Data lines |
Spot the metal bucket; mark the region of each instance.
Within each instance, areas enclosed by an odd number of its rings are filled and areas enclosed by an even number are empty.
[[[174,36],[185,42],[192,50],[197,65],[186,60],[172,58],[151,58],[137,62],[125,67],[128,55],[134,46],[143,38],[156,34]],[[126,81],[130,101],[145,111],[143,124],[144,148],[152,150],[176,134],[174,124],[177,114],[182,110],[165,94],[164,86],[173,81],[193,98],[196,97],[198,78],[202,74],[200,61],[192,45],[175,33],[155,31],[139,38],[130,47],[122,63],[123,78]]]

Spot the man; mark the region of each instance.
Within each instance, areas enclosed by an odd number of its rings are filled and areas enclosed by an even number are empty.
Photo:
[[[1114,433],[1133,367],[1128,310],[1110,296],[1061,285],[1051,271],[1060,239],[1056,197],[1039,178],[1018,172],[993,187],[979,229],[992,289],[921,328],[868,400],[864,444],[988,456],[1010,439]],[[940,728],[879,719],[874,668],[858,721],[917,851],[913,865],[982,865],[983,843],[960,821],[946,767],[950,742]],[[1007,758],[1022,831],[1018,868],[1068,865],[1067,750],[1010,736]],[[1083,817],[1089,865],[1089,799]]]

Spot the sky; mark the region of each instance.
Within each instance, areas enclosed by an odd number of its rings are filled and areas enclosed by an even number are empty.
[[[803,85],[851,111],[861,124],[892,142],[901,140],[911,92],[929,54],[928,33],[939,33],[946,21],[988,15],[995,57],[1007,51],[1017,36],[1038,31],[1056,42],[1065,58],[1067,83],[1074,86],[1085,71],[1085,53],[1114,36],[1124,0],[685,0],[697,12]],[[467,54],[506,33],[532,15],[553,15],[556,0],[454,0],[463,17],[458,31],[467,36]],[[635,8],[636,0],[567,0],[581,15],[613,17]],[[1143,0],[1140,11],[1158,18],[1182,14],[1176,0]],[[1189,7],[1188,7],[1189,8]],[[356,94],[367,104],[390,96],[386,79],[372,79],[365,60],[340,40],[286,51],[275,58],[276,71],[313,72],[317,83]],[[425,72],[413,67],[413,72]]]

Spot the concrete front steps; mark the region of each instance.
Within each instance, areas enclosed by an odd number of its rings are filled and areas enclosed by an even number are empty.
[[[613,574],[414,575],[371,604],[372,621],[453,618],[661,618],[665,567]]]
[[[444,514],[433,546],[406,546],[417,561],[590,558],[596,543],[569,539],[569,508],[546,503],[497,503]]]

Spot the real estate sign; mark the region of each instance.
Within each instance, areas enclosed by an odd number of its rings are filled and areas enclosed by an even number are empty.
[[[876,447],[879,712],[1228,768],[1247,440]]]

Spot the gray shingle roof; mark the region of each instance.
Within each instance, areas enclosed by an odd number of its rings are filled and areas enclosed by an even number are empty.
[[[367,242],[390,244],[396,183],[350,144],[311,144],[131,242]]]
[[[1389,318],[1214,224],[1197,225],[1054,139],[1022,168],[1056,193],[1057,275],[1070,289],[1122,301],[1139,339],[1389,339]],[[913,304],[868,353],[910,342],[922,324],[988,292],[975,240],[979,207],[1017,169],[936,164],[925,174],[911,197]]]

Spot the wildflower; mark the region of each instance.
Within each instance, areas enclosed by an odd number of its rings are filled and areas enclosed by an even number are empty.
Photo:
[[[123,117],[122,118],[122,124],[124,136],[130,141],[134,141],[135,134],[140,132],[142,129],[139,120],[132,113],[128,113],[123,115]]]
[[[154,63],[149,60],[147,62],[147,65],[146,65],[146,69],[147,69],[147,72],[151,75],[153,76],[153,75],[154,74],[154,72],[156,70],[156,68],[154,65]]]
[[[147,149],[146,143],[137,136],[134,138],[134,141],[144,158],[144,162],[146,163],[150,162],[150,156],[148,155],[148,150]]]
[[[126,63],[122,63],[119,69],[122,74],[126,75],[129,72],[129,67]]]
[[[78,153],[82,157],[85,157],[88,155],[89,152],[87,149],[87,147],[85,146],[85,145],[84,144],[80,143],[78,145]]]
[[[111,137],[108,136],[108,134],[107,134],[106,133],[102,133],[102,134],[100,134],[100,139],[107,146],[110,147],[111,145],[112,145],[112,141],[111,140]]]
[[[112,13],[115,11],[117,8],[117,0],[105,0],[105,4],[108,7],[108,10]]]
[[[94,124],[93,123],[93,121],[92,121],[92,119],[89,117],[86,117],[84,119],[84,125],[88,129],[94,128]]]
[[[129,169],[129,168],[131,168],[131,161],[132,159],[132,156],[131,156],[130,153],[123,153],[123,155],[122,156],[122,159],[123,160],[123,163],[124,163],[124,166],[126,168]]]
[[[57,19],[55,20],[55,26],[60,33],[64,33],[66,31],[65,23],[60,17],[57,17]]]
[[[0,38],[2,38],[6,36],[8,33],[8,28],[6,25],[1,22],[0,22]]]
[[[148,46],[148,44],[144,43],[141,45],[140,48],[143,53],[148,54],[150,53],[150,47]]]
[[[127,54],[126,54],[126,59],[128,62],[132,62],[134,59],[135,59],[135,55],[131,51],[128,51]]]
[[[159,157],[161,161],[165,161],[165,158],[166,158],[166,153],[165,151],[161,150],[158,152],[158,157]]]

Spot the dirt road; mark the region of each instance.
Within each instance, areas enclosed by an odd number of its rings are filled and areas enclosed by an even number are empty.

Task to carry out |
Turn every line of the rows above into a numbered list, skipping any blank lines.

Exercise response |
1. Spot the metal bucket; mark the region of each instance.
2. Within each instance, areas enclosed by an odd number of its rings are filled and areas enclosed by an even number are empty.
3. [[[174,36],[185,42],[192,50],[197,65],[186,60],[172,58],[151,58],[137,62],[125,67],[128,55],[134,46],[143,38],[156,34]],[[126,81],[130,101],[145,111],[143,124],[144,148],[152,150],[176,134],[174,124],[177,114],[182,110],[165,94],[164,86],[173,81],[193,98],[196,97],[198,78],[202,74],[200,61],[192,45],[175,33],[155,31],[139,38],[130,47],[122,63],[123,78]]]
4. Spot the man; mark the region of each instance.
5. Within each instance, areas enclosed by an odd number of its rings are filled and areas enclosed by an even number are empty.
6. Photo:
7. [[[1114,433],[1133,367],[1128,310],[1110,296],[1061,285],[1051,271],[1060,239],[1056,197],[1039,178],[1018,172],[993,187],[979,229],[992,289],[921,328],[868,400],[864,444],[988,456],[1010,439]],[[940,728],[879,719],[874,668],[858,721],[917,851],[913,865],[982,865],[983,843],[960,821],[946,767],[950,742]],[[1007,758],[1022,831],[1018,868],[1068,865],[1067,750],[1010,736]],[[1083,817],[1089,865],[1089,799]]]
8. Spot the sky; mark the region of each instance.
9. Within each instance, areas enclosed by an odd number of its rings are filled and areas enclosed by an even number are empty.
10. [[[803,85],[851,111],[861,124],[892,142],[901,140],[911,92],[929,54],[928,33],[939,33],[946,21],[988,15],[995,57],[1007,51],[1017,36],[1038,31],[1056,42],[1065,58],[1067,83],[1074,86],[1085,71],[1085,53],[1114,36],[1124,0],[685,0],[697,12]],[[467,54],[506,33],[532,15],[553,15],[556,0],[454,0],[463,17],[458,31],[467,36]],[[635,8],[636,0],[567,0],[581,15],[613,17]],[[1143,0],[1140,11],[1158,18],[1182,14],[1176,0]],[[1189,7],[1188,7],[1189,8]],[[356,94],[367,104],[390,96],[386,79],[372,79],[365,60],[340,40],[286,51],[275,58],[276,71],[313,72],[317,83]],[[425,72],[413,67],[413,72]]]
11. Spot the concrete front steps; mark the region of each instance.
12. Within each instance, areas enclosed by an odd number of its rings are filled and areas enclosed by an even number are empty.
13. [[[613,574],[414,575],[371,604],[372,621],[453,618],[661,618],[665,567]]]
14. [[[444,514],[433,546],[406,546],[417,561],[590,558],[596,543],[569,539],[569,508],[546,503],[497,503]]]
15. Spot the real estate sign; mark the region of each instance.
16. Within each instance, areas enclosed by an odd number of its rings are filled and areas enclosed by an even number are empty.
17. [[[876,447],[879,712],[1228,768],[1247,440]]]
18. Spot the gray shingle roof; mark the region of each instance.
19. Within each instance, areas enclosed by an odd number of its rings are filled and areas enclosed by an even number are empty.
20. [[[367,242],[390,244],[396,183],[350,144],[311,144],[131,242]]]
21. [[[1389,318],[1214,224],[1197,225],[1054,139],[1022,168],[1056,193],[1057,275],[1070,289],[1122,301],[1139,339],[1389,339]],[[913,304],[868,353],[910,342],[922,324],[988,292],[975,240],[979,207],[1017,169],[936,164],[925,174],[911,197]]]
22. Spot the wildflower; mark the region of each instance.
23. Within each instance, areas enclosed by an odd number of its rings are filled and areas enclosed by an even number are empty.
24. Photo:
25. [[[123,117],[122,118],[122,124],[124,136],[130,141],[134,141],[135,134],[140,132],[142,129],[139,120],[132,113],[128,113],[123,115]]]
26. [[[154,63],[149,60],[147,62],[147,65],[146,65],[146,69],[147,69],[147,72],[151,75],[153,76],[153,75],[154,74],[154,72],[156,70],[156,68],[154,65]]]
27. [[[147,149],[146,143],[137,136],[134,138],[134,141],[144,158],[144,162],[146,163],[150,162],[150,156],[148,155],[148,150]]]
28. [[[126,63],[122,63],[119,69],[122,74],[126,75],[129,72],[129,67]]]
29. [[[78,153],[82,157],[85,157],[88,155],[89,152],[87,149],[87,147],[85,146],[85,145],[84,144],[80,143],[78,145]]]
30. [[[111,137],[108,136],[108,134],[107,134],[106,133],[102,133],[102,134],[100,134],[100,139],[107,146],[110,147],[111,145],[112,145],[112,141],[111,140]]]
31. [[[112,13],[115,11],[117,8],[117,0],[105,0],[105,4],[108,7],[108,10]]]
32. [[[94,124],[93,123],[93,121],[92,121],[92,119],[89,117],[86,117],[84,119],[84,125],[88,129],[94,128]]]
33. [[[129,169],[129,168],[131,168],[131,161],[132,159],[132,156],[131,156],[130,153],[123,153],[123,155],[122,156],[122,159],[123,160],[123,163],[124,163],[124,166],[126,168]]]
34. [[[57,19],[55,20],[55,26],[60,33],[64,33],[66,31],[65,23],[60,17],[57,17]]]
35. [[[0,38],[2,38],[6,36],[8,33],[8,28],[6,25],[1,22],[0,22]]]
36. [[[148,46],[148,44],[144,43],[141,45],[140,48],[143,53],[148,54],[150,53],[150,47]]]
37. [[[127,54],[126,54],[126,59],[128,62],[132,62],[134,59],[135,59],[135,55],[131,51],[128,51]]]
38. [[[159,157],[161,161],[165,161],[165,158],[166,158],[166,153],[165,151],[161,150],[158,152],[158,157]]]
39. Spot the dirt road; mark the region of each instance.
40. Within each instance, areas enclosed by an odd number of its rings are filled and areas enclosed by an even number are empty.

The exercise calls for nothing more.